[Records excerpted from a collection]
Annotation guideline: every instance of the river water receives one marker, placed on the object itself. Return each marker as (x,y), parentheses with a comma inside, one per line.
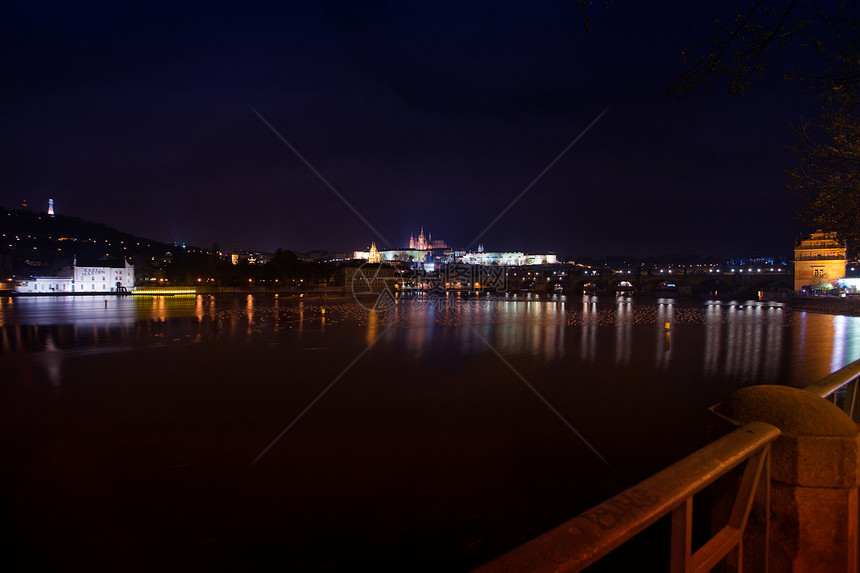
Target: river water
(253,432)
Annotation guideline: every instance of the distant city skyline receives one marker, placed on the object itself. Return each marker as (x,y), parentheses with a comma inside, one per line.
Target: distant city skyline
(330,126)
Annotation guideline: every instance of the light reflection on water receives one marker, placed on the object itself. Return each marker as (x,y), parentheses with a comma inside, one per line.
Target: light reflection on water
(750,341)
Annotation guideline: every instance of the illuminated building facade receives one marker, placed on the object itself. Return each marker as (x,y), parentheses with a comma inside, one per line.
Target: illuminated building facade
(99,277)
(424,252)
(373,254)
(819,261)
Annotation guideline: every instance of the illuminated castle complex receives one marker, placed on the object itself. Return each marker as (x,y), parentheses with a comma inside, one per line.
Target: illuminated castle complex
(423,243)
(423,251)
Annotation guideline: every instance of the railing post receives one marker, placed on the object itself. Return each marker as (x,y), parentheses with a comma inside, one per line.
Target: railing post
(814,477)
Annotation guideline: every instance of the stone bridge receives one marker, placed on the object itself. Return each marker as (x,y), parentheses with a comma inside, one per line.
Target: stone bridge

* * *

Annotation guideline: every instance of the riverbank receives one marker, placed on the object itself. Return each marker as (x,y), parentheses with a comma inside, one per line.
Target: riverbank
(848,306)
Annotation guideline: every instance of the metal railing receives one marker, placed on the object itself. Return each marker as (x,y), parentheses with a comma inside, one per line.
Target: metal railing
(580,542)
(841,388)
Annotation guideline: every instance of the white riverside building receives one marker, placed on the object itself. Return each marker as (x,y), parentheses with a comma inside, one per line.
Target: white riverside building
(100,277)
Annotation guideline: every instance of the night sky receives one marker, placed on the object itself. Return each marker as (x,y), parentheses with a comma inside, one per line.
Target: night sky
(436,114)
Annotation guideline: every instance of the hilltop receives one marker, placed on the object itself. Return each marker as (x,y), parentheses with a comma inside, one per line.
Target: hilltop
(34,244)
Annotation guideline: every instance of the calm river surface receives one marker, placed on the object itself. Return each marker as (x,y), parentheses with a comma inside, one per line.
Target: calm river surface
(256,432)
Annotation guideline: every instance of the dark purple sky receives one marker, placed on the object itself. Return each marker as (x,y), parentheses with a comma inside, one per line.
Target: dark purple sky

--

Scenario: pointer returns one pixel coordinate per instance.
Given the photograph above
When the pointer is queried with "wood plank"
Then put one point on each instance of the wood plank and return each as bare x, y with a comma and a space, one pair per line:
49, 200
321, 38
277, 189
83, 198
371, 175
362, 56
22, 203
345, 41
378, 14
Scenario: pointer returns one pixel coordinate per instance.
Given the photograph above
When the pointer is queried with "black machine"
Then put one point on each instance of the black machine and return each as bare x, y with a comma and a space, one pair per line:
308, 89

### Exercise requirements
From the data, collect all lines where the string "purple" appears.

### Answer space
Annotation guideline: every instance of the dark purple sky receives one marker, placed on the object itself. Return each marker as (x,y), parentheses with a comma inside, one per line.
Target: dark purple sky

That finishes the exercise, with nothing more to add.